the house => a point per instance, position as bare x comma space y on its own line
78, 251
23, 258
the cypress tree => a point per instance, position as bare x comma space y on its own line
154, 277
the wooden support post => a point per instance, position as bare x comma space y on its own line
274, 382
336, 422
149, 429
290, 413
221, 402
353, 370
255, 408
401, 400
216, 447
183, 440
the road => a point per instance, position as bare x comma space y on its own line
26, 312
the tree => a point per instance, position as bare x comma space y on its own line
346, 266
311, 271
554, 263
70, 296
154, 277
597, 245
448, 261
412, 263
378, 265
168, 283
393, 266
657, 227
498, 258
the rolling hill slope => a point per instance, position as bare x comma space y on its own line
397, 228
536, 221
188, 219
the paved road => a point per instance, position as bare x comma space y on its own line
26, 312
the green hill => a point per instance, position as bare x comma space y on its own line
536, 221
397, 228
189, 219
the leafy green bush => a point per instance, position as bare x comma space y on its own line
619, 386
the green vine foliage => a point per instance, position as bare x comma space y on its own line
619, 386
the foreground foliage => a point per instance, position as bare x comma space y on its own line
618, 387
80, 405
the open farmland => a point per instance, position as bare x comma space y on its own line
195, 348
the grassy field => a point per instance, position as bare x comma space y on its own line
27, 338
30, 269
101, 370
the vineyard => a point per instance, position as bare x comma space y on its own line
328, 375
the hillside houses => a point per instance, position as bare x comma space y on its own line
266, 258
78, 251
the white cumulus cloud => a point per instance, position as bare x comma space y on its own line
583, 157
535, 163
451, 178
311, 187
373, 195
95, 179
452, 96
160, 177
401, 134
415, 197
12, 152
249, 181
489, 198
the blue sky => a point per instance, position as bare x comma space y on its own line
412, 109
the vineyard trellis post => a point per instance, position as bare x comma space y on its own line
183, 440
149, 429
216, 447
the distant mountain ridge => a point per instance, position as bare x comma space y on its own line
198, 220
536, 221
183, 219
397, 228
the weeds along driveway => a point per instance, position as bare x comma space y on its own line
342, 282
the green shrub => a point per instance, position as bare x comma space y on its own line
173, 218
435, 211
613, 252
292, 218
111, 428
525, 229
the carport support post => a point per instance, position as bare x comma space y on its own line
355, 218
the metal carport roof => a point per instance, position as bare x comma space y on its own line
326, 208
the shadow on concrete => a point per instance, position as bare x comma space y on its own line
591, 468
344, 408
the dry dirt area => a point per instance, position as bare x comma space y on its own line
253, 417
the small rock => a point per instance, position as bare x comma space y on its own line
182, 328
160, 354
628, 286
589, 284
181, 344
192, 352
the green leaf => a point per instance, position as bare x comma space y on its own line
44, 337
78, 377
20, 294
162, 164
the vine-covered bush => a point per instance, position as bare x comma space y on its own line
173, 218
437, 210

## SET PROBLEM
Reproduce all of the records above line for line, without changing any character.

## SOLUTION FOR THIS EXERCISE
the house => a point per instance, position as bare x comma space y on its own line
78, 251
23, 258
the cypress tree => a point per instance, position as bare x comma space y on its own line
154, 277
the wooden support post => a point per instance, position as bare x comma space y on its own line
274, 382
336, 422
149, 429
290, 413
221, 402
353, 370
255, 408
401, 400
216, 447
183, 440
the road => a point per instance, position as bare x comma space y on its own line
26, 312
the tree => a point per instance, position as bare x comma space y on its own line
346, 266
311, 271
554, 263
70, 296
154, 277
597, 245
448, 261
412, 263
378, 265
168, 283
393, 266
657, 227
498, 258
the rolling hill slope => a point per instance, position as bare x comma space y on its own line
397, 228
536, 221
188, 219
the paved road => a point per instance, position as bare x comma space y on its own line
26, 312
the green hill => a point per instance, position as bare x comma space y on its own line
536, 221
397, 228
189, 219
the leafy green bush => a point per instance, position as bare x comma space y on its own line
619, 386
the green vine foliage => a point per instance, position as bare x comma space y on its own line
619, 386
the foreground foliage => a point per instance, position as bare x comma space y on its own line
618, 387
80, 405
the open farmland => a point per instance, position as bare x comma space y on its own line
195, 348
the grassy field => a point per instance, position as bare x comma space y on its own line
27, 338
30, 269
101, 370
the vineyard => a point per instance, position as bare x comma space y on its own line
328, 375
the hillside houses => a point per instance, position as bare x comma space y on its own line
266, 258
78, 251
the white cumulus cloud => a point per instance, position as bare x comma space y on its own line
583, 157
535, 163
451, 178
311, 187
373, 195
95, 179
452, 96
160, 177
401, 134
415, 197
12, 152
249, 181
489, 198
the blue sky => a point per instance, position as bare x comma space y on its own line
412, 109
the vineyard trellis post => a point per instance, position as bare x comma space y on its own line
183, 440
149, 429
216, 447
the distant mountain ridge => a point per instance, position as bare x comma space y on its own line
198, 220
536, 221
183, 219
397, 228
the weeds along driveway => a point per instance, position as bare x comma space y on its own line
342, 282
the green shrub => a point per instance, position as bare x comma space y on its own line
173, 218
435, 211
613, 252
292, 218
111, 428
525, 229
the carport support post => a point per instance, position as bare x comma space y on its own line
355, 218
the metal carport roof => a point per instance, position as bare x comma space y on its own line
326, 208
the shadow on concrete => a point per instance, position as bare x comma space y on its own line
591, 468
344, 408
the dry dirt area => a point per instance, position as bare x comma space y on its own line
253, 417
the small rock => a point per instance, position as bare x comma space y on its own line
182, 328
160, 354
628, 286
589, 284
181, 344
192, 352
the green leaf => a point per instance, position as bare x comma space y on its own line
44, 337
78, 377
20, 294
162, 164
the vine-covered bush => a point per instance, position as bare x comma space y on its own line
173, 218
437, 210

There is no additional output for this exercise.